→ TEXTAUSZUG
Bolz schlug zunächst nur intern Alarm. Er weigerte sich, die Kündigungsschreiben an seine KollegInnen auszuteilen, und handelte sich dafür eine Abmahnung ein. Hilfesuchend wandte er sich an einige ihm bekannte Funktionäre aus dem Bereich Öffentlichkeitsarbeit der Westgewerkschaften, ohne allerdings etwas zu erreichen. Denn die Entscheidung, das ehemalige Hausblatt des großmächtigen FDGB-Bosses Harry Tisch dichtzumachen, wurde letztlich nicht von den Verlagsleitern am Teptower Park getroffen, sondern in Düsseldorf, in der für Wirtschaftsfragen zuständigen Abteilung des geschäftsführenden DGB-Bundesvorstandsmitgliedes Helmut Teitzel. Erst jetzt, nachdem die angekündigte Schließung der Zeitung bekannt wurde, spekulieren die Beschäftigten auch öffentlich über politische Verantwortlichkeiten.

→ FRAGEN ZUM TEXT
[1] Wofür hat sich Bolz laut Textauszug eine Abmahnung eingehandelt?
[2] Schreib ein Stück aus dem Textauszug Wort für Wort ab. Fang bei den Worten „Bolz schlug zunächst“ an und hör nach „über politische Verantwortlichkeiten.“ auf.
Die Auflistung stammt aus einer anderen Quelle als der Textauszug.

[Einträge im Datensatz]
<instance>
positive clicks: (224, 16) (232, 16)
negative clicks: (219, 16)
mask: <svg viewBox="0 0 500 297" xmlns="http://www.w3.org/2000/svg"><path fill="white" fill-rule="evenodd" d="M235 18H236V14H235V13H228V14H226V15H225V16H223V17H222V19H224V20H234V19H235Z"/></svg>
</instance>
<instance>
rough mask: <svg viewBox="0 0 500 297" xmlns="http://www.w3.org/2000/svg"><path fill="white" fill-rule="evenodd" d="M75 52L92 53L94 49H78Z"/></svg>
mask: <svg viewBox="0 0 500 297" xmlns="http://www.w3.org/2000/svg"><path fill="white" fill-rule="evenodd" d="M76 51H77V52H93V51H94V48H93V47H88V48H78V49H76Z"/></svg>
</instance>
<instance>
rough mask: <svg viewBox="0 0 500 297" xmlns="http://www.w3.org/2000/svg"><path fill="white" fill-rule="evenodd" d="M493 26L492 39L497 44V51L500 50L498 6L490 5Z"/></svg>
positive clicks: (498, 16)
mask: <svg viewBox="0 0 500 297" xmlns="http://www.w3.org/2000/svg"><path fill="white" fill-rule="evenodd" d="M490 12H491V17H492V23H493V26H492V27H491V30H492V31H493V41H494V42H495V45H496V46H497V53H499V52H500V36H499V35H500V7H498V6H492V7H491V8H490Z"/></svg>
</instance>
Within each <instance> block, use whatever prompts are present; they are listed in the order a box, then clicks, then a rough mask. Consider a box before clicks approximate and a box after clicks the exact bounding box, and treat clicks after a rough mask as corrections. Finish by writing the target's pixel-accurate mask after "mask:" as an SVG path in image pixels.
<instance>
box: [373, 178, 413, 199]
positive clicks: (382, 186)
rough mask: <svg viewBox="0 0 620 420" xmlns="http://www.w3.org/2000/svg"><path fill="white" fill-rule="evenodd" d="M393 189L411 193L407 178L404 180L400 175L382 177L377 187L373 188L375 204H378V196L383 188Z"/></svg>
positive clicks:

→ ERWARTETE ANTWORTEN
[1] Er weigerte sich, die Kündigungsschreiben an seine KollegInnen auszuteilen.

[2]
Bolz schlug zunächst nur intern Alarm. Er weigerte sich, die Kündigungsschreiben an seine KollegInnen auszuteilen, und handelte sich dafür eine Abmahnung ein. Hilfesuchend wandte er sich an einige ihm bekannte Funktionäre aus dem Bereich Öffentlichkeitsarbeit der Westgewerkschaften, ohne allerdings etwas zu erreichen. Denn die Entscheidung, das ehemalige Hausblatt des großmächtigen FDGB-Bosses Harry Tisch dichtzumachen, wurde letztlich nicht von den Verlagsleitern am Teptower Park getroffen, sondern in Düsseldorf, in der für Wirtschaftsfragen zuständigen Abteilung des geschäftsführenden DGB-Bundesvorstandsmitgliedes Helmut Teitzel. Erst jetzt, nachdem die angekündigte Schließung der Zeitung bekannt wurde, spekulieren die Beschäftigten auch öffentlich über politische Verantwortlichkeiten.